— OBJECTIF DE L'EXERCICE —
Pouvez-vous reprendre le texte ci-dessous sur l'image de synthèse dans le cinéma de science-fiction et le prolonger après sa dernière phrase ?

— DOCUMENT SOURCE —

★ ★ ★ ★ ★ ★ ★

Nous voyons dans les films tels que Avatar ou Prometheus, que Cameron et Scott augmentent exponentiellement la taille des univers virtuels afin de produire un effet d’étonnement visuel sur le spectateur. D’après l’opinion de certains réalisateurs de la science fiction contemporaine, un monde de grande taille, implique nécessairement l’usage de l’image de synthèse. Les mondes de taille plus réduite appartiennent, apparemment, au passé.   L’exemple de Code 46 nous montre que l’inverse est toujours possibles : Winterbottom choisit plutôt de développer un technique intéressant pour ouvrir les limites de son monde futuriste et offrir une liberté de circulation à ses personnages.
Nous ne critiquons absolument pas l’usage de l’infographie dans le cinéma de la science fiction contemporain, nous suggérons tout simplement une réflexion plus approfondie sur sa nécessité constante ou non. Il est évident que l’infographie n’est pas capable de recréer une atmosphère authentique d’un bâtiment construit, ce qui entraine des conséquences sur les performances des acteurs, de leur façon de se déplacer dans l’espace.
Comme dans la trilogie de la MATRIX, les frontières entre la réalité et le simulé peuvent éventuellement se dissoudre à tel point de ne plus reconnaitre l’un ou l’autre. Si un jour, le cout et le degré de détail le permet, la génération d’images 3D pourrait entièrement remplacer le fait de filmer le monde réel, comme nous avons partiellement vu avec le film rétro futuriste « pulp » Capitaine Sky et le monde de demain, de Kerry Conran, sorti en 2003 (fig. 69)

★ ★ ★ ★ ★ ★ ★

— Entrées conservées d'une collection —
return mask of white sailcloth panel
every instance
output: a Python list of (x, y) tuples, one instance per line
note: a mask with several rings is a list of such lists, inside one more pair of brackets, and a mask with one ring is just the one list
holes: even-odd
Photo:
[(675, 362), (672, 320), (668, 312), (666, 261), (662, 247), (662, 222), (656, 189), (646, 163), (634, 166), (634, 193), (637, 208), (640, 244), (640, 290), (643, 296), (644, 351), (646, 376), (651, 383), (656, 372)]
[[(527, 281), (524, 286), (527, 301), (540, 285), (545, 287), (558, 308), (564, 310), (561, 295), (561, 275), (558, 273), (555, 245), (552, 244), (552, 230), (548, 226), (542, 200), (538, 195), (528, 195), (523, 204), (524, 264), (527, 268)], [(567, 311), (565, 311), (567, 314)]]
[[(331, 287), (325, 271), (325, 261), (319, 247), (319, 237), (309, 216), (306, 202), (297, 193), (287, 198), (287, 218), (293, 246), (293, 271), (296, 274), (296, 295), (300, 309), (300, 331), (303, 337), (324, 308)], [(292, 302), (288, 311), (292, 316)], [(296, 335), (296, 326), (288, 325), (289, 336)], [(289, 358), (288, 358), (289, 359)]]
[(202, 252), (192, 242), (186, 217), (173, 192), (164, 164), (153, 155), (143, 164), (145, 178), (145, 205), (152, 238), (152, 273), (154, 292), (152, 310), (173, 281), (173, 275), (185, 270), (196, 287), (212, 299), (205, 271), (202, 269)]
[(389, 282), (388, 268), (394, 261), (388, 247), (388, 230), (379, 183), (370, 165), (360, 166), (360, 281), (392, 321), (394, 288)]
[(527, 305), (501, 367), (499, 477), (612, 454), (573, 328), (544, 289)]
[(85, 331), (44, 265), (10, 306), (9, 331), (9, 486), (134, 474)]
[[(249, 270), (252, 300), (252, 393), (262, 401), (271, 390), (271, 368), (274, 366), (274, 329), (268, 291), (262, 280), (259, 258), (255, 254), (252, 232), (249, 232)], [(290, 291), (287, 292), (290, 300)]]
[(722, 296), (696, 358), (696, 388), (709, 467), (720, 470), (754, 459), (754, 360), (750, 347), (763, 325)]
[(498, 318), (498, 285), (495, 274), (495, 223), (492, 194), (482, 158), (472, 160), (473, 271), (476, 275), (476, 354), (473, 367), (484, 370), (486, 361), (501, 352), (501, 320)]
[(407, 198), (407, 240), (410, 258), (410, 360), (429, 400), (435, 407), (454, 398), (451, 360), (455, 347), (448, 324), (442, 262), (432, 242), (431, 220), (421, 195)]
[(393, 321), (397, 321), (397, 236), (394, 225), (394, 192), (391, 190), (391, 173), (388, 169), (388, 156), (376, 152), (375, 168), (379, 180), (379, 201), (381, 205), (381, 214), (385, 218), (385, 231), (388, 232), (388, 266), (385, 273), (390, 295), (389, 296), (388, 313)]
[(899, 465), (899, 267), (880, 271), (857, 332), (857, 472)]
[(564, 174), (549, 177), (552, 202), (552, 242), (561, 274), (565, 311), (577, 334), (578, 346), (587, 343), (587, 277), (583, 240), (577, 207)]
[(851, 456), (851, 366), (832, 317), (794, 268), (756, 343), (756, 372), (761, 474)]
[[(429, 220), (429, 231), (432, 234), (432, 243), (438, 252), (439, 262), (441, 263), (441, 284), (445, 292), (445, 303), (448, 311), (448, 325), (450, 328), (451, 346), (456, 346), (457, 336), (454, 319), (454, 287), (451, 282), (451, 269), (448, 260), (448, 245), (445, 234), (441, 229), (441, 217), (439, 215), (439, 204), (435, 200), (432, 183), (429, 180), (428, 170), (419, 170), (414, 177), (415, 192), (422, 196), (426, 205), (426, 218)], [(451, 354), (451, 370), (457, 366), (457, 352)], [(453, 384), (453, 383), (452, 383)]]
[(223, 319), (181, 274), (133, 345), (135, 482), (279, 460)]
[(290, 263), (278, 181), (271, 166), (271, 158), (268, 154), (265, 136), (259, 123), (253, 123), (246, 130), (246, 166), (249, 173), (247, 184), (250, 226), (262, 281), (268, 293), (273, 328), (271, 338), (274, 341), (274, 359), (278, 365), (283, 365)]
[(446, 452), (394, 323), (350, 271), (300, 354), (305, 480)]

★ ★ ★ ★ ★ ★ ★

— RÉSULTAT ATTENDU —
Conclusion

Nous avons pu constater que l’usage maîtrisé de l’architecture réelle dans le cinéma de la science fiction est essentiellement propre à la période post années 1970.
Suite à une période de désenchantement politique, sociale et environnementale, conséquences de la Guerre Froide, de la fin des projets utopiques et de la crise énergétique et écologique, les réalisateurs ramènent les intrigues de la science fiction sur la Terre dans l’objectif de révéler et exagérer les phénomènes négatifs contemporains lié aux avancées technologiques, à l’extension urbaine et à la division sociale.
Ils exploitent les possibilités de filmer le monde réel pour attribuer une maturité au genre, autrefois inexistant. D’après  Roger Calois : «une image cesse de nous convaincre ou de faire impression si elle nous déconcerte pas, sans aucun élément de vérité»[1]. L’ancrage dans le monde réel est indispensable pour un film de science fiction, si l’œuvre ne veut pas être oublié un mois après sa sortie. Le spectateur doit être capable de relativiser ce qu’il voit pour faire un retour inconscient sur son environnement quotidien.
Les techniques employées par les réalisateurs, autour de l’architecture réelle, se différencient que par des subtilités mais gravitent tous autour de la notion de l’ « étrange familier ». Ils accordent des caractéristiques d’hétérotopie et d’hétérochronie à leurs références urbaines, qui sont pourtant connus par les spectateurs, lorsqu’ils mettent à distance de la réalité spatiale.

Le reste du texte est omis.